É um alento ler uma carta sua assim, no meio de uma
quarta-feira, bem no meio de tudo, chegando de assalto. Eu também sempre te
escrevo cartas mentalmente e elas ficam ali como um diálogo com você que é
quase sempre um outro Eu com quem falo de tudo. Mas, de repente, nem é de tudo,
tenho medo de ser muito sem sentido e me pego nesse você falando comigo onde é
que está a lógica, afinal, de tudo o que estou dizendo. Eu me disperso tanto, e
você me ajuda a perceber o ilógico, e então nem é de tudo que falo. Mas, de
repente, eu acabo falando porque você nem é exatamente esse sentido lógico e sim
alguma calmaria da alma, porque nem mesmo responde sempre, às vezes só ouve e
pronto. Nem chego a escrever essas cartas, porque é tão difícil organizar tudo
sem fazer perder exatamente o sentido que tem: o Caos.
Engraçado que dias atrás também falei sobre morte e também
foi com a minha mãe e nem se trata de morrer de verdade, mas simplesmente de se
descansar disso que agora repete na minha cabeça numa palavra: o caos. E ela se
assustou. De fato, não se fala nessas coisas. Aprendamos. Mas tanto caos passa
por mim a todo tempo e eu quase sempre me esqueço de não me encabular. Porque sei
que tem a coisa do vazio e, afinal, já ouvi mil vezes, de onde esperar algo
diferente? Você já não sabe? E ele sempre me dá um soco e eu simplesmente me
esqueço que não há descanso e que esse vazio antes de ser calmaria é cheio de
choques. Uma agonia, de vazio só um nome enganador. Minha mãe disse: você é
feliz. A gente vê que é. E eu pensei: é. Mas tem alguma coisa... Esse cansaço.

:::::

**PEDIDO 1**
Passe as linhas do Bloco 1, logo abaixo, para uma lista JSON de strings, uma string para cada linha, sem as linhas em branco. Deixe a imagem de fora da resposta.

:::::

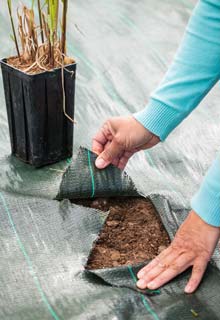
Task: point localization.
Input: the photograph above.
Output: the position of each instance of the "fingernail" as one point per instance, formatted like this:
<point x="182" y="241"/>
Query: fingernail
<point x="100" y="163"/>
<point x="140" y="274"/>
<point x="188" y="288"/>
<point x="141" y="284"/>
<point x="151" y="285"/>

:::::

**PEDIDO 2**
Copie sem alterar nada a parte do texto que começa com "É um alento" e termina com "tem: o Caos.".

**RESPOSTA CERTA 1**
[
  "Task: point localization.",
  "Input: the photograph above.",
  "Output: the position of each instance of the \"fingernail\" as one point per instance, formatted like this:",
  "<point x=\"182\" y=\"241\"/>",
  "Query: fingernail",
  "<point x=\"100\" y=\"163\"/>",
  "<point x=\"140\" y=\"274\"/>",
  "<point x=\"188\" y=\"288\"/>",
  "<point x=\"141\" y=\"284\"/>",
  "<point x=\"151\" y=\"285\"/>"
]

**RESPOSTA CERTA 2**
É um alento ler uma carta sua assim, no meio de uma
quarta-feira, bem no meio de tudo, chegando de assalto. Eu também sempre te
escrevo cartas mentalmente e elas ficam ali como um diálogo com você que é
quase sempre um outro Eu com quem falo de tudo. Mas, de repente, nem é de tudo,
tenho medo de ser muito sem sentido e me pego nesse você falando comigo onde é
que está a lógica, afinal, de tudo o que estou dizendo. Eu me disperso tanto, e
você me ajuda a perceber o ilógico, e então nem é de tudo que falo. Mas, de
repente, eu acabo falando porque você nem é exatamente esse sentido lógico e sim
alguma calmaria da alma, porque nem mesmo responde sempre, às vezes só ouve e
pronto. Nem chego a escrever essas cartas, porque é tão difícil organizar tudo
sem fazer perder exatamente o sentido que tem: o Caos.